__What the task requires__
Transcribe every entry word for word, leaving out all images.

---+---

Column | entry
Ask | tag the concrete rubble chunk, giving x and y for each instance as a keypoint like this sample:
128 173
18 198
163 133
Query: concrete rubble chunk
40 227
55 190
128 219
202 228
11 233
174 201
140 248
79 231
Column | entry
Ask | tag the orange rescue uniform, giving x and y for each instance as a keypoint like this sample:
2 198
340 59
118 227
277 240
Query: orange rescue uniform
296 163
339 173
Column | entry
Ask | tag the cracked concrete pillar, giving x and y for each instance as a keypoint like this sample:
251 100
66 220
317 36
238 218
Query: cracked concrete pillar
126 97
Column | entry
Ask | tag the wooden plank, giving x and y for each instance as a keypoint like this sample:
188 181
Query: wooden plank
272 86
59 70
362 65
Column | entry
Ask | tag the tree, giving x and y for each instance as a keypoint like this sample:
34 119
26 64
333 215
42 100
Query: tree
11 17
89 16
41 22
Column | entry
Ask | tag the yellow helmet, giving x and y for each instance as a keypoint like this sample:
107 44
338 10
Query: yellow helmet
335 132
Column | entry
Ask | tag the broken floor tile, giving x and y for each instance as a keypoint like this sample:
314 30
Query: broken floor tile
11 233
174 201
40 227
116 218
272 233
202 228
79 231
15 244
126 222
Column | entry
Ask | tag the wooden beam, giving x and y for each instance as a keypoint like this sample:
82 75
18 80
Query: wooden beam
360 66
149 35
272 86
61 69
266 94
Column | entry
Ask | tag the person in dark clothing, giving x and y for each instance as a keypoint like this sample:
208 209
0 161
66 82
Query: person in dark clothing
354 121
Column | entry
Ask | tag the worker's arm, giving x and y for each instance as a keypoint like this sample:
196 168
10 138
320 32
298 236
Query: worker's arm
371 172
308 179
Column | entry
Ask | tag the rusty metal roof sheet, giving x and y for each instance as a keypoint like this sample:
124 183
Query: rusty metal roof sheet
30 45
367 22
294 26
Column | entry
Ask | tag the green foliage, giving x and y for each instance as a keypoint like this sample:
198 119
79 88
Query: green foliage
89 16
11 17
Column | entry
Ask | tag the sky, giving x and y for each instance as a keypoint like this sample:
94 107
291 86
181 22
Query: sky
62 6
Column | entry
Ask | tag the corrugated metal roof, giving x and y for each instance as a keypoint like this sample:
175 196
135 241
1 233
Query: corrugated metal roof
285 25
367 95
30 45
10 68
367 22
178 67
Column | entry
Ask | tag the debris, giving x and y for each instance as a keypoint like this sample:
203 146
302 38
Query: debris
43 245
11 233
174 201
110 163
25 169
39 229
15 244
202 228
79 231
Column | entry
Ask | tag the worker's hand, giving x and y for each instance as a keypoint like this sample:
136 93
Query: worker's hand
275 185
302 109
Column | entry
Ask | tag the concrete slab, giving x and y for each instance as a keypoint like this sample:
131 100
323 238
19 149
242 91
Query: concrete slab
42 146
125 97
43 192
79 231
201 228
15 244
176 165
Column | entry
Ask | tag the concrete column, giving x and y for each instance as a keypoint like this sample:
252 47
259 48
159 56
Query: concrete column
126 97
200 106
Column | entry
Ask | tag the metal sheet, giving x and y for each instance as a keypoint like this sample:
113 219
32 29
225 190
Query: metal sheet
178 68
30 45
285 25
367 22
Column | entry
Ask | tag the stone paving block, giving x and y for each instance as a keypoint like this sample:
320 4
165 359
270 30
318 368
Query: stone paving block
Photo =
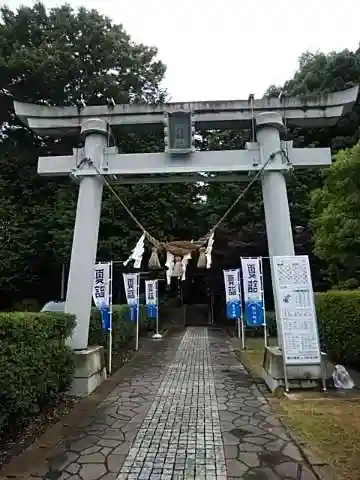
189 412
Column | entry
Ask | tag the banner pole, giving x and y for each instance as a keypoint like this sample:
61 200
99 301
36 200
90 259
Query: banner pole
137 314
242 334
157 334
263 300
110 314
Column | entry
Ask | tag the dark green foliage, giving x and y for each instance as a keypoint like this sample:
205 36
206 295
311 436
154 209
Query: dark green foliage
336 218
35 364
338 315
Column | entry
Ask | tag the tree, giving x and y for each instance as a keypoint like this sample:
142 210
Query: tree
336 220
54 57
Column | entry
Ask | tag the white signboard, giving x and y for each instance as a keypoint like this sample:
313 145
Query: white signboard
295 299
101 285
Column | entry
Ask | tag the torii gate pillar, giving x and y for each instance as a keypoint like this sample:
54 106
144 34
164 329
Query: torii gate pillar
276 205
86 231
274 192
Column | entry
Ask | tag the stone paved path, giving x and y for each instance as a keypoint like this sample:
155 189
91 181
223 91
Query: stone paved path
192 412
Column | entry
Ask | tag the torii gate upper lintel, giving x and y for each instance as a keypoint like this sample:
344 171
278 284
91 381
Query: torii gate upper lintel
93 123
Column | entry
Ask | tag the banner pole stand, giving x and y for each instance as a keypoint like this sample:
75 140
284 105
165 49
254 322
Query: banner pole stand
137 315
110 319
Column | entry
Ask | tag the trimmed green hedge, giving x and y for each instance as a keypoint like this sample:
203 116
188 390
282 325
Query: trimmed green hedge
35 364
338 314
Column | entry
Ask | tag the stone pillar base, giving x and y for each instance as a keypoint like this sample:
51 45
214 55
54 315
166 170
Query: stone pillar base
302 376
90 371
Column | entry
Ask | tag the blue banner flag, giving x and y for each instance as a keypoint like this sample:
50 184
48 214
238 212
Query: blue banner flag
132 285
151 298
253 292
232 293
102 293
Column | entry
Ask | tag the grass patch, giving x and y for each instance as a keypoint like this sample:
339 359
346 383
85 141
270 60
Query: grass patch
328 427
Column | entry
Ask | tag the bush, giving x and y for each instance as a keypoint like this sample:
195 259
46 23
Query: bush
35 364
338 314
123 331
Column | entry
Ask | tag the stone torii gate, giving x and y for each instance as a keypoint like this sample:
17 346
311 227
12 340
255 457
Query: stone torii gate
179 163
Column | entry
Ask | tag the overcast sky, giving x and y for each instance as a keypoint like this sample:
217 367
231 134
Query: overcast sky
227 49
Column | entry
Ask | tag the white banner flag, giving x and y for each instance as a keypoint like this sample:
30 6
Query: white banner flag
253 292
101 285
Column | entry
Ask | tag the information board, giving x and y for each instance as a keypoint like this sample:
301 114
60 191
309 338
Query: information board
295 299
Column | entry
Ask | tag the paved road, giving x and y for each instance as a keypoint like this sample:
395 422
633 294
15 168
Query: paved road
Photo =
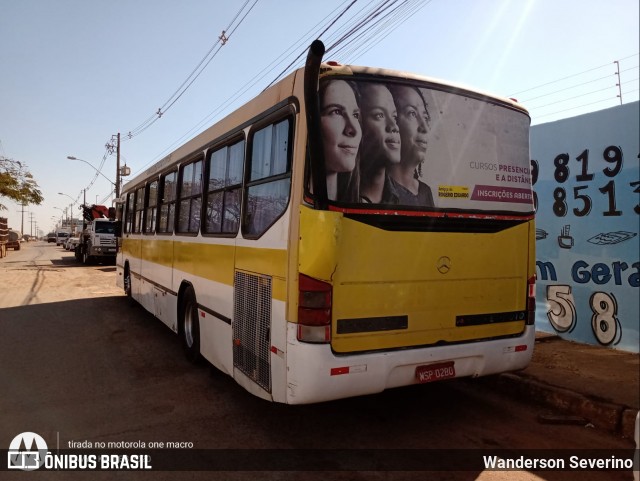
79 363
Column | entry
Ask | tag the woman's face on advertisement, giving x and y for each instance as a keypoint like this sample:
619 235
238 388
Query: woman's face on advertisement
412 120
379 124
341 131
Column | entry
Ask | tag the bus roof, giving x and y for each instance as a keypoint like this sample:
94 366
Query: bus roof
282 90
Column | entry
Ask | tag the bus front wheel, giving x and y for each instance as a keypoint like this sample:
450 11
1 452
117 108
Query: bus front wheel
190 325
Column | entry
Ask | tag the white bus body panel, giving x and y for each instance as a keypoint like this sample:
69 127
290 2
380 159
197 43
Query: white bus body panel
310 380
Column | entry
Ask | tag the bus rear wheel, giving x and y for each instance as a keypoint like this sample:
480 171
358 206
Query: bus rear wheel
190 325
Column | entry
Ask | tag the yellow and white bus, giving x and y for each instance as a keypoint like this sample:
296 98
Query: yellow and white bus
348 230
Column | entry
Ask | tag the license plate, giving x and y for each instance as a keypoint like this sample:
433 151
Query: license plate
435 372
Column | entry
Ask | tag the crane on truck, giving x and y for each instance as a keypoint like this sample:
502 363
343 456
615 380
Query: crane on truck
98 239
4 237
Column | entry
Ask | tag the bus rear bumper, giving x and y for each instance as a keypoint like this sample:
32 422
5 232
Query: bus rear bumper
316 374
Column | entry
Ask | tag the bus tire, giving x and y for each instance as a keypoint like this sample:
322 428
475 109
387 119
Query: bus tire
190 325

---+---

__Result__
Column | entry
Ask | tag the concrete rubble chunk, giving x and y for each instance as a keypoint like this sample:
128 173
18 198
163 133
Query: concrete rubble chunk
40 227
55 190
128 219
202 228
11 233
174 201
140 248
79 231
Column | entry
Ask | tag the orange rescue uniform, giving x and y for each instance as a keypoint like this sample:
2 198
340 59
118 227
277 240
Query: orange rescue uniform
296 163
339 173
Column | entry
Ask | tag the cracked concrete pillar, giving x and y for each instance as a keypoint like this sample:
251 100
66 220
317 36
238 218
Query: cracked concrete pillar
126 97
Column | entry
Ask | tag the wooden plank, giving x and y for each instance as a keypoint like this sample:
188 181
Query: wooden plank
272 86
59 70
362 65
Column | entry
Ask | tag the tree, giving x and y for each instance as a keypoint like this sample:
34 119
26 64
333 215
42 100
Query: tree
11 17
89 16
41 22
Column | entry
Ask | tag the yellow helmet, giving x and y for each instance as a keypoint like this sample:
107 44
338 10
Query: yellow helmet
335 132
Column | entry
Ask | tag the broken floor tile, giving x and y for each instance as a keypoint like this sample:
314 30
Query: broken floor tile
11 233
174 201
40 227
116 218
272 233
202 228
79 231
15 244
126 222
Column | entry
Ask | tag the wooden beam, giving x and y for each instance as a keypoint like this sample:
82 75
18 80
Query: wooden beam
360 66
149 35
272 86
61 69
266 94
Column | entry
Ask | tag the person in dark clothing, giving x and y for each instance as a keypoint like this sample:
208 209
0 161
66 82
Query: person in dark clothing
354 121
Column | entry
Ask | tag the worker's arm, giving x and y for each instance as a keypoint like this sample:
196 168
10 138
320 32
298 236
Query: worker's arm
371 172
308 179
Column | entry
Ask | tag the rusty metal roof sheet, giving x and y for each instance as a keypoint like this sample:
124 183
Query: rusty metal roof sheet
30 45
367 22
294 26
Column | entry
Ask | tag the green foliage, giving x and y for each instance as a keypoint like this sample:
198 119
79 88
Query: green foliage
89 16
11 17
Column | entry
Ask | tag the sky, giving x and y for each instance as a keypoint like this sample:
94 107
291 86
181 22
Query: sky
62 6
Column | entry
Ask | tag the corrugated metal roof, giving x and y for each instance as a keypoint like this sample:
175 196
135 241
1 233
Query: corrugated metal roof
285 25
367 95
30 45
10 68
367 22
178 67
Column | entry
Ask | tag the debris, giving x and y for each instance as a keypoint like this sample:
203 146
302 38
Query: debris
43 245
11 233
174 201
110 163
25 169
39 229
15 244
202 228
79 231
Column | entry
Ask | tag the worker's hand, giving x and y for each instance as a keypoint like this sample:
136 93
Query: worker's hand
275 185
302 109
Column | entry
Ask | tag the concrete slab, giving x and y for each instance as a keypoint like this sample:
131 100
323 238
19 149
242 91
Query: concrete slab
42 146
125 97
43 192
79 231
201 228
15 244
176 165
Column | entry
Ask | tag the concrete column, giving x and y for each instance as a keypoint like this sample:
252 47
259 48
159 56
Query: concrete column
126 97
200 106
Column | entry
Ask | tag the metal sheet, giving x and y for each instance as a keypoint like this sample:
113 219
32 29
225 190
Query: metal sheet
178 68
30 45
285 25
367 22
Column | entry
Ask | tag the stone paving block, giving x and y for each instance as a keypoint like this sample:
320 4
165 359
270 30
318 368
Query: stone paving block
Photo =
189 412
Column | entry
Ask | tag the banner pole, giving x and y for each instance as a keypoint like this sample:
61 200
99 301
36 200
90 259
Query: banner pole
137 314
242 334
157 334
263 300
110 314
Column | entry
Ask | tag the dark green foliage, giving x and y for each instance as a keypoint like this sample:
205 36
206 295
311 436
154 209
Query: dark green foliage
336 218
35 364
338 315
Column | entry
Ask | tag the tree, giving x and y for each instance as a keypoint like this sample:
142 210
Query: tree
336 220
54 57
Column | entry
Ask | tag the white signboard, giving x and y for each instance as a keypoint like this sample:
313 145
Query: white signboard
295 299
101 285
Column | entry
Ask | tag the torii gate pillar, giving x and y for each instance as a keypoint like this sample:
54 106
144 34
164 329
Query: torii gate pillar
276 205
86 231
274 192
Column | entry
Ask | tag the stone paved path, giving x and y for each instance as a keypoint like this sample:
155 189
91 181
223 91
Query: stone paved path
192 412
Column | entry
Ask | tag the torii gate upper lintel, giving x and y for each instance as a keypoint like this sample:
344 171
278 284
91 381
Query: torii gate upper lintel
93 123
Column | entry
Ask | tag the banner pole stand, giving x and y for each instance as a keypoint like this sample:
75 140
284 105
165 49
254 322
Query: banner pole stand
137 315
110 319
Column | entry
Ask | tag the trimmed green hedge, giving x and y for each instance as a keypoint like this sample:
203 116
188 390
282 325
Query: trimmed green hedge
35 364
338 314
Column | entry
Ask | tag the stone pillar base, giving x and y for each instance as a keypoint like this sample:
51 45
214 55
54 315
166 170
Query: stone pillar base
302 376
90 371
Column | entry
Ask | tag the blue banner flag, giving x and y for each instance as a keypoint like this sample:
50 184
48 214
238 212
Query: blue banner flag
132 285
151 298
253 292
232 293
102 293
Column | entry
Ask | tag the grass patch, giving x and y for each instance as a keypoint like this sample:
339 359
346 383
85 141
270 60
Query: grass patch
328 427
Column | entry
Ask | tag the bush, giving x and y for each instance as a keypoint like this sample:
195 259
46 23
Query: bush
35 364
338 314
123 331
Column | entry
Ask | tag the stone torii gate, giving x and y for each instance as a keypoint like this sample:
17 346
311 227
12 340
255 457
Query: stone torii gate
179 163
Column | entry
Ask | tag the overcast sky, giving x and y for each instance as a keypoint like this sample:
217 367
231 134
Query: overcast sky
227 49
Column | entry
Ask | tag the white banner flag, giving x and y for each instance as a keypoint like this sample:
30 6
Query: white banner flag
253 292
101 285
Column | entry
Ask | tag the information board, giving x and y for each instance as a keypoint like this sample:
301 114
60 191
309 338
Query: information board
295 299
Column | entry
Ask | tag the paved road, giving x and y for each instance as a keypoint like this sample:
395 422
633 294
15 168
Query: paved road
Photo =
79 363
Column | entry
Ask | tag the woman's face on advertisement, giving x and y for each instance as a keypoint like this sample:
619 235
238 388
Query: woman's face on advertisement
412 120
379 124
341 131
Column | entry
Ask | tag the bus roof, giving x and y for each instance as a keypoint like this sample:
94 366
Query: bus roof
282 90
Column | entry
Ask | tag the bus front wheel, giving x and y for each instance as a keypoint like this sample:
450 11
1 452
117 108
Query: bus front wheel
190 325
Column | entry
Ask | tag the white bus body panel, giving x and y for each instance as a keypoint like this sample:
69 127
290 2
380 159
197 43
Query: white bus body panel
310 380
Column | entry
Ask | tag the bus rear wheel, giving x and y for each instance as a keypoint like this sample:
480 171
358 206
Query: bus rear wheel
190 325
Column | entry
Ask | tag the yellow and white bus, giving x and y for each instance as a keypoint like this sample:
296 98
Query: yellow and white bus
348 230
Column | entry
Ask | tag the license plate, giving x and y for each instance as a keypoint like this sample:
433 151
Query: license plate
435 372
Column | entry
Ask | tag the crane on truck, giving x and y for each instance as a keypoint like this sample:
502 363
343 456
615 380
Query: crane on truck
98 239
4 237
Column | entry
Ask | tag the bus rear bumper, giving x and y for each instance as a keypoint like this sample:
32 422
5 232
Query: bus rear bumper
316 374
Column | entry
Ask | tag the bus tire, giving x and y for each instance as a keypoint like this sample:
322 428
475 109
387 119
Query: bus tire
190 325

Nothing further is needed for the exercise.